= Action item =
Below are the records; retype each one exactly.

= Input records =
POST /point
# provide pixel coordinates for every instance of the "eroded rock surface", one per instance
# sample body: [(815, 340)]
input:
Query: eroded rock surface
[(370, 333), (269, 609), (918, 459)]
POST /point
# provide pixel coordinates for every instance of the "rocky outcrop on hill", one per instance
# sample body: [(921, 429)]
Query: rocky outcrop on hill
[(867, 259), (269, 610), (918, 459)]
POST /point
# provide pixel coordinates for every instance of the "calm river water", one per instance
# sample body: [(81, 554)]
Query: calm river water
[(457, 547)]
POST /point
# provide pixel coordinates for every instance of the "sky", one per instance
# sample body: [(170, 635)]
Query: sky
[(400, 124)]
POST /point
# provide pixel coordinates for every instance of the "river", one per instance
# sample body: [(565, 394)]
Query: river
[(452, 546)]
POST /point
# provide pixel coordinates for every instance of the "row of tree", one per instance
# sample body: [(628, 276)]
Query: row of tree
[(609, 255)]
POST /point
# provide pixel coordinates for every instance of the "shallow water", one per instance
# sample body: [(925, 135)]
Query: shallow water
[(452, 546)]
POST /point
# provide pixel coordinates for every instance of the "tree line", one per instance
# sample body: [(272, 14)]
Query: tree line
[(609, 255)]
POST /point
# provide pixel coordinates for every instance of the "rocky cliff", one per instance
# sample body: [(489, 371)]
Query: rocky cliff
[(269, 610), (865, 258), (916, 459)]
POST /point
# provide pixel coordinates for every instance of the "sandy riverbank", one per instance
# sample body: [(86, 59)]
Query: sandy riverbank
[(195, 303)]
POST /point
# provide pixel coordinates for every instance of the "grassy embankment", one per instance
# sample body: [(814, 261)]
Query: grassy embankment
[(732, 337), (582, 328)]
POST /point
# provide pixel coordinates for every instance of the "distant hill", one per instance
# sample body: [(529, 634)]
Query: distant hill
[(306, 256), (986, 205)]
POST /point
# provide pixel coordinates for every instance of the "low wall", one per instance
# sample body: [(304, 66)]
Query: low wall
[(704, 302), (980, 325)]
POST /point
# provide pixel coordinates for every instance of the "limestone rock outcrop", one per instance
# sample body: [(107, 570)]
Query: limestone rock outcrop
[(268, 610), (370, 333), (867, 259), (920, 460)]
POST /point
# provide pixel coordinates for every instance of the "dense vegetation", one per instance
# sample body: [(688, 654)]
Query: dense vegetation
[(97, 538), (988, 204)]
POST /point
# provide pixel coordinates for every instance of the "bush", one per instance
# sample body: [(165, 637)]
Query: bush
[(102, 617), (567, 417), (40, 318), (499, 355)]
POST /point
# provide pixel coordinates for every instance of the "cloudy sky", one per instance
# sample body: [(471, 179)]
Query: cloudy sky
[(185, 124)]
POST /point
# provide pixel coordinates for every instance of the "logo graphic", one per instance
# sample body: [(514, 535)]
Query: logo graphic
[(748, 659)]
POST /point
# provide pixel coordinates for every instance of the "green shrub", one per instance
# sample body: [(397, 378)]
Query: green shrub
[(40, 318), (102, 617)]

= Task output =
POST /point
# provide pixel coordinates for every instance of the "eroded rock surface", one per instance
# sample body: [(815, 340)]
input:
Query: eroded rock surface
[(370, 333), (269, 609), (918, 459)]
POST /point
# provide pixel coordinates for every instance of the "rocky outcrop on hill", one per instance
# sample body: [(921, 429)]
Query: rocky outcrop on hill
[(867, 259), (269, 610), (918, 459)]
POST /point
# provide pixel coordinates for every instance of the "calm river water", one per instance
# sample body: [(81, 554)]
Query: calm river water
[(457, 547)]
POST /point
# provide pixel coordinates for every instance of the "sky", one per instance
# sample body: [(170, 635)]
Query: sky
[(400, 124)]
POST /point
# provide pixel coordinates for every instance of the "river", one per instance
# sample body: [(565, 394)]
Query: river
[(452, 546)]
POST /point
# provide pixel coordinates for every instance of the "row of tree", one per instance
# sample body: [(628, 276)]
Query: row of tree
[(609, 255)]
POST /point
# provide pixel coordinates for every instance of the "shallow water", one per instance
# sample body: [(925, 135)]
Query: shallow water
[(452, 546)]
POST /point
# provide pixel coordinates for every instance of the "tree line", one per instance
# sample body: [(272, 14)]
Query: tree line
[(609, 255)]
POST /point
# provide pixel coordinates for every instance of the "rocky cliff", one per instance
# sample body: [(489, 371)]
Query: rocky cliff
[(269, 610), (865, 258), (916, 459)]
POST /point
# provide pixel coordinates for every instance of the "sandy riverbank", one per instance
# sample body: [(86, 59)]
Query: sandy riverbank
[(195, 303)]
POST /point
# provide pixel coordinates for every instance of the "grassy embankment", one per instance
# sample body: [(814, 261)]
Query: grassy embankment
[(732, 337), (582, 328)]
POST /point
# provide pixel coordinates for every instance of the "distant hill", one per instance
# sample body: [(529, 634)]
Query: distant hill
[(306, 256), (986, 205)]
POST /point
# provide pixel coordinates for every instance of the "low wall", one per instance
# sample body: [(304, 66)]
Query: low wall
[(704, 302), (980, 325)]
POST /point
# provide pixel coordinates for every instance of the "limestone rock outcrop", one per instance
# sample body: [(107, 570)]
Query: limestone rock outcrop
[(268, 610), (370, 333), (867, 259), (920, 460)]
POST /point
# provide pixel coordinates for every instance of the "dense vegetation", one per instance
# sample body: [(688, 654)]
Query: dense vegetation
[(97, 538), (988, 204)]
POST /point
# provide pixel coordinates for every instance of the "bush", one per instance
# sample body: [(165, 637)]
Query: bush
[(102, 617), (567, 417), (40, 318), (499, 355)]
POST /point
# provide pixel coordinates for every instance of the "cloudy sky", one per instance
# sample body: [(471, 179)]
Query: cloudy sky
[(185, 124)]
POST /point
# provide pixel coordinates for every instance of the "logo graphic", one per instance
# sample body: [(514, 535)]
Query: logo graphic
[(748, 659)]
POST /point
# provide pixel coordinates for every instance of the "green shrub", one per instance
# sample body: [(397, 378)]
Query: green shrub
[(40, 318), (102, 617)]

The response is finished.